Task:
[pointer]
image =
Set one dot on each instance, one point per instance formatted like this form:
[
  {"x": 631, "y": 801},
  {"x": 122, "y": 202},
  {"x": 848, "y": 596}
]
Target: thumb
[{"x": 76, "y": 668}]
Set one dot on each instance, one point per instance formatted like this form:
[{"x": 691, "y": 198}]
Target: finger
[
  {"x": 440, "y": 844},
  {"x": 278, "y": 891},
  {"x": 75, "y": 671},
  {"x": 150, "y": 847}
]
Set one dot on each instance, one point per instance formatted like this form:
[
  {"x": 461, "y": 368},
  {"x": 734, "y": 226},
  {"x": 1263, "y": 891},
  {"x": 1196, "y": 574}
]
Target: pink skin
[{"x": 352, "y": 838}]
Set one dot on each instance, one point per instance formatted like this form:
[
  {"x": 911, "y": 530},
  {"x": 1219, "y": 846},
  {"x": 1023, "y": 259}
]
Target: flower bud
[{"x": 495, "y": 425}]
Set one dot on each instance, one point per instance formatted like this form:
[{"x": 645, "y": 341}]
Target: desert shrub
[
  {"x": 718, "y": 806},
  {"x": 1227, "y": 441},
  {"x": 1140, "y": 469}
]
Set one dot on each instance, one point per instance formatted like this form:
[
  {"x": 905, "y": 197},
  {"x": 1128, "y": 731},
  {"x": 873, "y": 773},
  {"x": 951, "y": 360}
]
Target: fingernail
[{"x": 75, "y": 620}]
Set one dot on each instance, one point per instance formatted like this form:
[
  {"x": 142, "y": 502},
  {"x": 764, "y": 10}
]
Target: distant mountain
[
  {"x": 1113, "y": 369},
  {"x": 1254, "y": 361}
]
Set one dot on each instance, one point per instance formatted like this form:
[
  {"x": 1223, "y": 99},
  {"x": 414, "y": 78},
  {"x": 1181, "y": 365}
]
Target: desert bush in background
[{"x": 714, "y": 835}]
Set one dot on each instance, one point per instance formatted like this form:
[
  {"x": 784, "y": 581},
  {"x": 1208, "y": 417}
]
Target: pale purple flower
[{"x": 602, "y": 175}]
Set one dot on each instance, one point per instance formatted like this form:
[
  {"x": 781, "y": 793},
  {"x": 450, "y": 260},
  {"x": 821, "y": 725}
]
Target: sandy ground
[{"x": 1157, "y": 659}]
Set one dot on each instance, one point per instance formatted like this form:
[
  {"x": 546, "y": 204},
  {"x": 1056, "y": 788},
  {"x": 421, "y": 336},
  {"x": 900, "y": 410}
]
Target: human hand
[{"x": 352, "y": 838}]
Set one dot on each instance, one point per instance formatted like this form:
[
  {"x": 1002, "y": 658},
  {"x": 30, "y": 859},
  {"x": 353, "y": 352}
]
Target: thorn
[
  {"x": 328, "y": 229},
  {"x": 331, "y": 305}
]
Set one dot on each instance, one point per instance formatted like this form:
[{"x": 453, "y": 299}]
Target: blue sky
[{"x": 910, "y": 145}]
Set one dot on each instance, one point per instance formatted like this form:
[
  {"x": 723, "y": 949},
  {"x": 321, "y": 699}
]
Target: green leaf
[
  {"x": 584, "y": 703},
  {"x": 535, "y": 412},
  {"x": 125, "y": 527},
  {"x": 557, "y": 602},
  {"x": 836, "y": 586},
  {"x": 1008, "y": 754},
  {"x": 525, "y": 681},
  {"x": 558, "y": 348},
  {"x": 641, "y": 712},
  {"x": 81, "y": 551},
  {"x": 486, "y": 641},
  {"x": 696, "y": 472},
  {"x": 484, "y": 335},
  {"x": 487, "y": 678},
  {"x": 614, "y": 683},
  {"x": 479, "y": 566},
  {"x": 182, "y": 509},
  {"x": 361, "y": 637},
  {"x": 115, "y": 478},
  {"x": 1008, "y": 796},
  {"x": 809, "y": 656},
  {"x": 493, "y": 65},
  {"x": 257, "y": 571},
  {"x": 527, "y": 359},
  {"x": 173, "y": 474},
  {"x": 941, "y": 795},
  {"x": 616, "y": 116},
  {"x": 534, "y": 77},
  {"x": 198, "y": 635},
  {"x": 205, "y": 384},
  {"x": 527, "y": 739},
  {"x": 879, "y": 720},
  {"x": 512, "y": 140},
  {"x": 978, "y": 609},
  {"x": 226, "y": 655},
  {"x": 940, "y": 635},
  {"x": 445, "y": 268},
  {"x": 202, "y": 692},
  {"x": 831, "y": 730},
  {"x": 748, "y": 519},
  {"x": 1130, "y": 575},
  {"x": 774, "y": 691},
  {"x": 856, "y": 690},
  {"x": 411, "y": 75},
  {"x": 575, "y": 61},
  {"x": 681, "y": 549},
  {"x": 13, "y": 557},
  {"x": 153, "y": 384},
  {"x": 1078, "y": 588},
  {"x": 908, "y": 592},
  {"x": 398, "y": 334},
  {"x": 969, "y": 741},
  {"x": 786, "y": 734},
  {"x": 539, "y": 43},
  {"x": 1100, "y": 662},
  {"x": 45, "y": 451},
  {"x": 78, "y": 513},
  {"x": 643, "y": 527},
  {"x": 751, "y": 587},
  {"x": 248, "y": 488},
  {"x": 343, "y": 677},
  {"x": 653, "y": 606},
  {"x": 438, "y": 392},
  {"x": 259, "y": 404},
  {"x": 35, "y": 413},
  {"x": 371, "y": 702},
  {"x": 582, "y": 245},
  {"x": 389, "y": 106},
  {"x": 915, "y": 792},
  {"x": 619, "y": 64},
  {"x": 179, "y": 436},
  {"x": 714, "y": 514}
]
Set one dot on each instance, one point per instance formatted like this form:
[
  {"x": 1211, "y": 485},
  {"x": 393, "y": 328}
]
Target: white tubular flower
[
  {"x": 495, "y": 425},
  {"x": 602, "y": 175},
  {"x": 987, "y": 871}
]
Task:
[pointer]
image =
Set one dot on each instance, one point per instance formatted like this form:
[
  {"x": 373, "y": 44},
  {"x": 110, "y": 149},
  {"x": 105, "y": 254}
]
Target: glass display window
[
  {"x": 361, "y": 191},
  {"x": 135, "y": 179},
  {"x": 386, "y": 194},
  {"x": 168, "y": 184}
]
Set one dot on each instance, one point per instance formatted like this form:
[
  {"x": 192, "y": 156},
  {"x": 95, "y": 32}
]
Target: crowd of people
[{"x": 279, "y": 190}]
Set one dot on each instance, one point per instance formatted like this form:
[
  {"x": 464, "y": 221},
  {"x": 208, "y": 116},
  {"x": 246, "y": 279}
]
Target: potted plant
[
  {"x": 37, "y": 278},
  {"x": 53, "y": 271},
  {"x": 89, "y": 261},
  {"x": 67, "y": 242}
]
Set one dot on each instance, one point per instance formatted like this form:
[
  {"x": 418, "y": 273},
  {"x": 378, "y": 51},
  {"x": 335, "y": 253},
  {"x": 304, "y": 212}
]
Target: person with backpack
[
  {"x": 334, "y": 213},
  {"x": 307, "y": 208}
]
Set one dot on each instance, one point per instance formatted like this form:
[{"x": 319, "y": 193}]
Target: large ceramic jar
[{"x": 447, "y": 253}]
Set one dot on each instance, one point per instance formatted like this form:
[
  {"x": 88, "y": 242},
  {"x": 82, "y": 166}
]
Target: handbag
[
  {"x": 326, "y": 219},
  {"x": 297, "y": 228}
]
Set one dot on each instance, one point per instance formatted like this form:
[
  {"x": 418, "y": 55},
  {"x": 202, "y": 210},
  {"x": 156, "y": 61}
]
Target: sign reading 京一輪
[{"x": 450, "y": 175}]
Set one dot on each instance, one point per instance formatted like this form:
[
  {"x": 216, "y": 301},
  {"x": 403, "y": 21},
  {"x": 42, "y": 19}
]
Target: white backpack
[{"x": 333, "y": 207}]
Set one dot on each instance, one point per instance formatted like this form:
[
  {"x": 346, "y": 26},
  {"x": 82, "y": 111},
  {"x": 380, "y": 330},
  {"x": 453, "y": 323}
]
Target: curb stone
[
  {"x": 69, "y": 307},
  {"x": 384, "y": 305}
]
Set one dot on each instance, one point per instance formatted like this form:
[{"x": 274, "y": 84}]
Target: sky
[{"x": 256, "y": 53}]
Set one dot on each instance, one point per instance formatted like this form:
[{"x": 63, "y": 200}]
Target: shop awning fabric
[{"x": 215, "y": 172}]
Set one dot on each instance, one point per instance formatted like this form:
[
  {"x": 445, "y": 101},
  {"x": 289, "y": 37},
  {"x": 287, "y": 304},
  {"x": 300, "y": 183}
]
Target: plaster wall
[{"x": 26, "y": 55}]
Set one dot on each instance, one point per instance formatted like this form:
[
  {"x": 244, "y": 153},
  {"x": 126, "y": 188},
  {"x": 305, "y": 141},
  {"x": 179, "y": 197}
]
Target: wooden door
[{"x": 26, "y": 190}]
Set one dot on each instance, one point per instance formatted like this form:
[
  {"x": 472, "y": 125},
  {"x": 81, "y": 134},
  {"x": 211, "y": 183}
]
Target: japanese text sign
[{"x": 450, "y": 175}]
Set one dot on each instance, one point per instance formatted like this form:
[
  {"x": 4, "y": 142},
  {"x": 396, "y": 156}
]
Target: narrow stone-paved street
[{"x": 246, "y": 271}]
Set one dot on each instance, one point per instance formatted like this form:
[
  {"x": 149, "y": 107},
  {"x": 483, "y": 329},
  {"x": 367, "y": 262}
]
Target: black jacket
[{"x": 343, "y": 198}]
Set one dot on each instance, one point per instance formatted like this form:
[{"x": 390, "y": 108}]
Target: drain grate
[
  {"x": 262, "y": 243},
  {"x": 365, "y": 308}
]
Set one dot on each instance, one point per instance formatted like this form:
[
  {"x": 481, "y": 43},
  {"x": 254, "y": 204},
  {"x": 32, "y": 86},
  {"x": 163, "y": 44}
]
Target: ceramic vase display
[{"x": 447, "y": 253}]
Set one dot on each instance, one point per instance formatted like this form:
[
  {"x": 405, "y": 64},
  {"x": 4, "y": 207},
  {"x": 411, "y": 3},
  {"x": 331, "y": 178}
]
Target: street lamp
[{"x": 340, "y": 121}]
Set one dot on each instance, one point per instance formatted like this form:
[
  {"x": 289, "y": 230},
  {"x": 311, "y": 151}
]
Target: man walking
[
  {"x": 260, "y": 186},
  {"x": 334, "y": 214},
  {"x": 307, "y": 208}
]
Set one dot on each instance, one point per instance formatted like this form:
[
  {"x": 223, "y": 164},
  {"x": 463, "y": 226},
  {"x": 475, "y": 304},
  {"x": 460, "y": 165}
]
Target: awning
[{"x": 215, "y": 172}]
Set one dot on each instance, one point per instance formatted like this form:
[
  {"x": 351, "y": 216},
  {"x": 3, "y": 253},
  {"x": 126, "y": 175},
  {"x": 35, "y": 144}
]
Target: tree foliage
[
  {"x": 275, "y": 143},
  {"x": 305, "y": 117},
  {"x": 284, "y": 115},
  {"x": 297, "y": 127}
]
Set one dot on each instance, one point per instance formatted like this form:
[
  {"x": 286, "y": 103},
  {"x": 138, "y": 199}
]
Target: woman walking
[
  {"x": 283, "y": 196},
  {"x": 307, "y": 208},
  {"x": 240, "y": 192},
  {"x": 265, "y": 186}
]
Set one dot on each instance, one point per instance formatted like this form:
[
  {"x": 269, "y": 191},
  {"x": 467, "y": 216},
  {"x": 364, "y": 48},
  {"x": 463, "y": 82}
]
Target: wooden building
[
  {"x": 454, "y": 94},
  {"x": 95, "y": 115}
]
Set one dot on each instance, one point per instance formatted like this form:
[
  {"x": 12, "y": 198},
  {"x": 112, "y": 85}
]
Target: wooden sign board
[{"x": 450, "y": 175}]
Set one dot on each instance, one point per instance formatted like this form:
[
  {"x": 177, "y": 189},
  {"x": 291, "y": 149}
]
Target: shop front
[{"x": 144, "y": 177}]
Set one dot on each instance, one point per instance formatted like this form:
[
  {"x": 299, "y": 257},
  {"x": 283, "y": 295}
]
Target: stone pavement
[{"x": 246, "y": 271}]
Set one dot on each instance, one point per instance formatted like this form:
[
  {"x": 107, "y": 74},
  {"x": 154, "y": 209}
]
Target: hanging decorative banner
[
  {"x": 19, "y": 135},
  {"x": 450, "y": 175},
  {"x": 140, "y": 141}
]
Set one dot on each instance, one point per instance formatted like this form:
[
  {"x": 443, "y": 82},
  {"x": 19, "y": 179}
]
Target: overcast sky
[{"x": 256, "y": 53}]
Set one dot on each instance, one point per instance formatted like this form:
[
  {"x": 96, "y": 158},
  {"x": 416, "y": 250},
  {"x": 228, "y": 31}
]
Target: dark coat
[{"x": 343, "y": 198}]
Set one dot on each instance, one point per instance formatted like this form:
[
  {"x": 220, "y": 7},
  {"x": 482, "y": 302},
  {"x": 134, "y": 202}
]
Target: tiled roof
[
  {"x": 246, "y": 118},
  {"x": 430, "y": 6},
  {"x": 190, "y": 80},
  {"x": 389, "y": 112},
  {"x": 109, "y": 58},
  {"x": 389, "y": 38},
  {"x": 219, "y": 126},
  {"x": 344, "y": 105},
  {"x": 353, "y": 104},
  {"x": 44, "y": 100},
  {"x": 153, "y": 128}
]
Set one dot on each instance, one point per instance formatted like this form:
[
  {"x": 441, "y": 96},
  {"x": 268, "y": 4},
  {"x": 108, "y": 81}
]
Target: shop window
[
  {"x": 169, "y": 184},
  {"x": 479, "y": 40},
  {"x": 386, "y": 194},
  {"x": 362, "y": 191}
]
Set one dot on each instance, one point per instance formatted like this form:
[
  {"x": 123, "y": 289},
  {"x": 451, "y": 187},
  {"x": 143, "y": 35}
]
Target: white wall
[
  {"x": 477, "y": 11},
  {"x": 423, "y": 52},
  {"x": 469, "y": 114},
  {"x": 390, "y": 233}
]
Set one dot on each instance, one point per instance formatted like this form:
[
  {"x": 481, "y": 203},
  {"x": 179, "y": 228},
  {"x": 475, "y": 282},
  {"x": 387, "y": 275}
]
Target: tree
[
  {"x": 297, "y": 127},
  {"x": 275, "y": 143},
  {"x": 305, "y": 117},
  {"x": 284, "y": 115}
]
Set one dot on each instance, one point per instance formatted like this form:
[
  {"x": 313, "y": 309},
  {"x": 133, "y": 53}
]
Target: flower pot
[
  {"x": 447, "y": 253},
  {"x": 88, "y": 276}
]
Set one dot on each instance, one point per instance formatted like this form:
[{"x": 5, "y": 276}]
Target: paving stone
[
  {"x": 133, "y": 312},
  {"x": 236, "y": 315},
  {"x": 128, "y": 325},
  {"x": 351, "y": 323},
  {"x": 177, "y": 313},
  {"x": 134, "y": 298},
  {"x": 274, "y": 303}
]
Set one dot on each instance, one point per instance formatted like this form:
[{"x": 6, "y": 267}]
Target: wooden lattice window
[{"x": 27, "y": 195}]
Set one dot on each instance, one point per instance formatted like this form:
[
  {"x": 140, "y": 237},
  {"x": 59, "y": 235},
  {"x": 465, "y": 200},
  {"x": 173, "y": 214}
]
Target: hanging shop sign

● GIVEN EXERCISE
Locate each line in the items above that contains the string "desert", and copy those lines out. Treat uppercase and lowercase as different.

● SOLUTION BELOW
Target: desert shrub
Target: desert bush in background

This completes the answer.